[Directive] Convert every line of the records below into a numbered list, omitting any blank lines.

Extracts from a box-labeled dataset:

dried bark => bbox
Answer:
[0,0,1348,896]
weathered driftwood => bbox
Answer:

[Complete response]
1. dried bark => bbox
2. Answer:
3. [0,0,1348,896]
4. weathered driftwood => bbox
5. Answer:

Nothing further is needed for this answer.